ESTRATTO FORNITO:
━━━━━━━━━━

Partito di Alternativa Comunista

Abbasso la «mobilitazione» forzata e i «referendum» di Putin

Abbasso la «mobilitazione» forzata e i «referendum» di Putin:

raddoppiare il sostegno alla resistenza ucraina!

 

 

A cura dei compagni della Lit-Quarta Internazionale presenti nella regione

 

 

L’avanzata delle truppe ucraine nella regione di Charkiv indica un capovolgimento importante nella guerra di Putin: l’occupazione rapida e «facile» mediante «forze speciali» e mercenarie è stata sconfitta. La risposta di Putin: imporre un referendum farsa sotto gli stivali e i fucili delle truppe occupanti e decretare il reclutamento forzato in Russia! Ecco la reazione a questa sconfitta.

━━━━━━━━━━

DATI FORNITI:
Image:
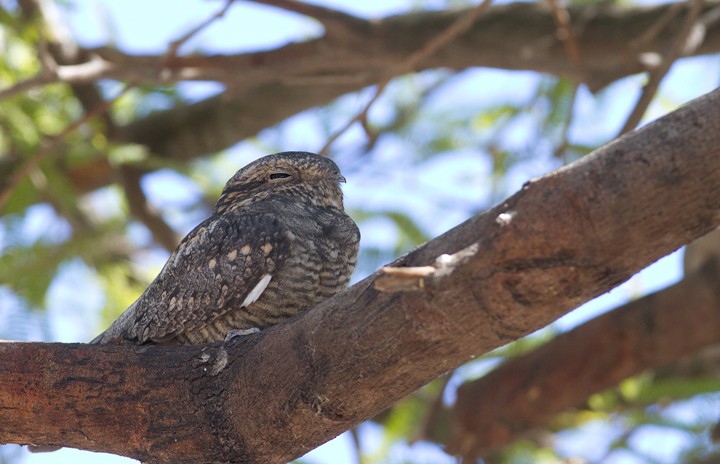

━━━━━━━━━━

COMPITI DA SVOLGERE:
- 1) Riscrivi il passo dell'estratto da «L’avanzata delle truppe» a «a questa sconfitta.», sostituendo «Charkiv» con «Kharkiv».
- 2) Traduci in inglese questa frase dell'estratto: «L’avanzata delle truppe ucraine nella regione di Charkiv indica un capovolgimento importante nella guerra di Putin: l’occupazione rapida e «facile» mediante «forze speciali» e mercenarie è stata sconfitta.»

RISPOSTE ATTESE:
- 1)
L’avanzata delle truppe ucraine nella regione di Kharkiv indica un capovolgimento importante nella guerra di Putin: l’occupazione rapida e «facile» mediante «forze speciali» e mercenarie è stata sconfitta. La risposta di Putin: imporre un referendum farsa sotto gli stivali e i fucili delle truppe occupanti e decretare il reclutamento forzato in Russia! Ecco la reazione a questa sconfitta.

- 2) The advance of Ukrainian troops in the Kharkiv region signals a major reversal in Putin's war: the swift and "easy" occupation by means of "special forces" and mercenary forces has been defeated.